§ Entries provided:

* START *

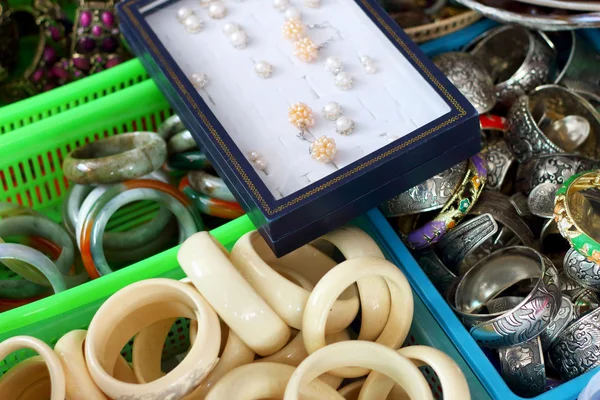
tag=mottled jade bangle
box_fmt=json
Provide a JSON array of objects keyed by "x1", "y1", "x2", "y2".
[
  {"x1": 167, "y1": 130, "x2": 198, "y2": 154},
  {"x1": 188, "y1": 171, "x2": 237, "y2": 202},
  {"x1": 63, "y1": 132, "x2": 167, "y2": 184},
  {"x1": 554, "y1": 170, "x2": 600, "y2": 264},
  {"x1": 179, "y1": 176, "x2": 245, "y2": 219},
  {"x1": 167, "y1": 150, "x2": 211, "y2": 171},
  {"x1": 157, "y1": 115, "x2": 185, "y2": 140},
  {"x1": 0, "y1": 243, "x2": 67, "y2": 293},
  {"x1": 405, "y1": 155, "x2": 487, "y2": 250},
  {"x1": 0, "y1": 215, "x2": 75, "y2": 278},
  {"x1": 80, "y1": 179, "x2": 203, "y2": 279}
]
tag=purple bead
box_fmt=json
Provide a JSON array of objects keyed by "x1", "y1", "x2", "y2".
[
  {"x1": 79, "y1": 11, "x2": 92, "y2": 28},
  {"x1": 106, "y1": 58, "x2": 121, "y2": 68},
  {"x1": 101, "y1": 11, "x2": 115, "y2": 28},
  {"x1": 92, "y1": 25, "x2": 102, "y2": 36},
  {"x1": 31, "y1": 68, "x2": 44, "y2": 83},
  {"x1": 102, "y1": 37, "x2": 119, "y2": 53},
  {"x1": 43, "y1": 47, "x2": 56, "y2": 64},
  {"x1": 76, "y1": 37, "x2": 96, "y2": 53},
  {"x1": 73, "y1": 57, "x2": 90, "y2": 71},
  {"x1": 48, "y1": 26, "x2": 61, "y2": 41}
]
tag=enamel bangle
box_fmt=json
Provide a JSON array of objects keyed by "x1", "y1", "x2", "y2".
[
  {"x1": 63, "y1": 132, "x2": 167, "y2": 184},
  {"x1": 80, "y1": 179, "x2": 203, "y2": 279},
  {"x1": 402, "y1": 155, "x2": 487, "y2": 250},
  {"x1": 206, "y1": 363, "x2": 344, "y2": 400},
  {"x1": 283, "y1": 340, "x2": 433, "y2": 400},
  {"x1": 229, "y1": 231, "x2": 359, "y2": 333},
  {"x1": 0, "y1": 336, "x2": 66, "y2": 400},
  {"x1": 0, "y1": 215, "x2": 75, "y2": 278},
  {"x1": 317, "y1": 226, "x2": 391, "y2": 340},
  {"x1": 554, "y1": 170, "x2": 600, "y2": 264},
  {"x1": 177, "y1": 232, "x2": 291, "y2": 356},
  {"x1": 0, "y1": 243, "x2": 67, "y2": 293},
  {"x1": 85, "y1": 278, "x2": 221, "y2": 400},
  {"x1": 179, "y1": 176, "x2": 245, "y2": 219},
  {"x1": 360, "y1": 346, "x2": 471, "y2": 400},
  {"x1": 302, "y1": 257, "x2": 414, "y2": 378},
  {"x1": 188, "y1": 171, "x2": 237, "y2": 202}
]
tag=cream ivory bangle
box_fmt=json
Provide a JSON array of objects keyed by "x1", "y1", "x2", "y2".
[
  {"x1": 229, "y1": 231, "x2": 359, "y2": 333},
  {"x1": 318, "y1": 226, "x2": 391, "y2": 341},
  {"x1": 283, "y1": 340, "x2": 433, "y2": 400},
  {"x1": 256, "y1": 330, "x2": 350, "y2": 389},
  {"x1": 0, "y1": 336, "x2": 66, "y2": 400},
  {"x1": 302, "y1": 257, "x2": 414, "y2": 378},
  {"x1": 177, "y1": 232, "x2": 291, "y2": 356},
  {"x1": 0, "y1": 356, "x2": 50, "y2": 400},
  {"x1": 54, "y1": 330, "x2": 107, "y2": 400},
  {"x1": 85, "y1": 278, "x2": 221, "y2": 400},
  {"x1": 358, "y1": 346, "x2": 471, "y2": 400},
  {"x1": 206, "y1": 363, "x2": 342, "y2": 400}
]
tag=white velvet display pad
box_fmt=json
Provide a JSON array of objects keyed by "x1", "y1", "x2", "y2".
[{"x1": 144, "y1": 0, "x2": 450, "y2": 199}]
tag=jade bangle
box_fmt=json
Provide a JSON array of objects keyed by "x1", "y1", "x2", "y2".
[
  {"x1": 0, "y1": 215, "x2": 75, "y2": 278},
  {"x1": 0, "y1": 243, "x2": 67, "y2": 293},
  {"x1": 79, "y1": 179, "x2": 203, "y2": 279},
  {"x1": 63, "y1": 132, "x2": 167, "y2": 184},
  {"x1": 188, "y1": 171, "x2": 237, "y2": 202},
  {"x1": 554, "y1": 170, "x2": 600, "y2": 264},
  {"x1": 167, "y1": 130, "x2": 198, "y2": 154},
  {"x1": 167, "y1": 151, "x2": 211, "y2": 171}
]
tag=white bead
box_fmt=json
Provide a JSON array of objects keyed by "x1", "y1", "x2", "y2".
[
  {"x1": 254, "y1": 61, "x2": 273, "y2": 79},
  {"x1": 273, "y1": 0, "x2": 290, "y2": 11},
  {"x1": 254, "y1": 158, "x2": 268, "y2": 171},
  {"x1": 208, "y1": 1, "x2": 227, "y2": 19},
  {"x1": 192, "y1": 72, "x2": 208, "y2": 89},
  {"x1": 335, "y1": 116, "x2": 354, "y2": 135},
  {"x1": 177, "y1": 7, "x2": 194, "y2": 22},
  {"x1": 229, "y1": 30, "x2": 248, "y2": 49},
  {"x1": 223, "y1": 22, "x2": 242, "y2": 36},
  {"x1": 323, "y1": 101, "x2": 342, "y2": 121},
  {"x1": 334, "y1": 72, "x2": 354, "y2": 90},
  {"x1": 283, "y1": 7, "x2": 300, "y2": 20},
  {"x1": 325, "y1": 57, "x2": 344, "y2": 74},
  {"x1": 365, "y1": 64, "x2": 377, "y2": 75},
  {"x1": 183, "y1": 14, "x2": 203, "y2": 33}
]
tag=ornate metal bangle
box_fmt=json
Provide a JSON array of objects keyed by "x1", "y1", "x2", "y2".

* END *

Please rewrite everything from the line containing "tag=jade bangle" down to the end of the lines, both ends included, keeping the requests and adding -125 to every coordinate in the answers.

tag=jade bangle
box_fmt=json
Provide a JSON array of objects keyed by "x1", "y1", "x2", "y2".
[
  {"x1": -125, "y1": 90, "x2": -50, "y2": 153},
  {"x1": -125, "y1": 118, "x2": -58, "y2": 168},
  {"x1": -46, "y1": 54, "x2": 78, "y2": 154},
  {"x1": -62, "y1": 7, "x2": 42, "y2": 59},
  {"x1": 63, "y1": 46, "x2": 112, "y2": 77},
  {"x1": 429, "y1": 45, "x2": 475, "y2": 139},
  {"x1": 42, "y1": 5, "x2": 73, "y2": 29},
  {"x1": 42, "y1": 26, "x2": 86, "y2": 46}
]
tag=white bead
box_fmt=json
Provide a JSON array of objects keyed by "x1", "y1", "x2", "y2".
[
  {"x1": 129, "y1": -64, "x2": 148, "y2": -46},
  {"x1": 148, "y1": -125, "x2": 165, "y2": -114},
  {"x1": 129, "y1": 33, "x2": 143, "y2": 46},
  {"x1": 83, "y1": -124, "x2": 102, "y2": -106},
  {"x1": 67, "y1": -53, "x2": 83, "y2": -36},
  {"x1": 210, "y1": -9, "x2": 229, "y2": 10},
  {"x1": 52, "y1": -118, "x2": 69, "y2": -103},
  {"x1": 104, "y1": -95, "x2": 123, "y2": -76},
  {"x1": 98, "y1": -103, "x2": 117, "y2": -89},
  {"x1": 198, "y1": -24, "x2": 217, "y2": -4},
  {"x1": 209, "y1": -53, "x2": 229, "y2": -35},
  {"x1": 158, "y1": -118, "x2": 175, "y2": -105},
  {"x1": 200, "y1": -68, "x2": 219, "y2": -51},
  {"x1": 240, "y1": -61, "x2": 252, "y2": -50},
  {"x1": 58, "y1": -111, "x2": 78, "y2": -92}
]
tag=ornate metal bangle
box_fmt=json
Provide a JSON array of objects keyed by "x1", "y1", "x2", "y2".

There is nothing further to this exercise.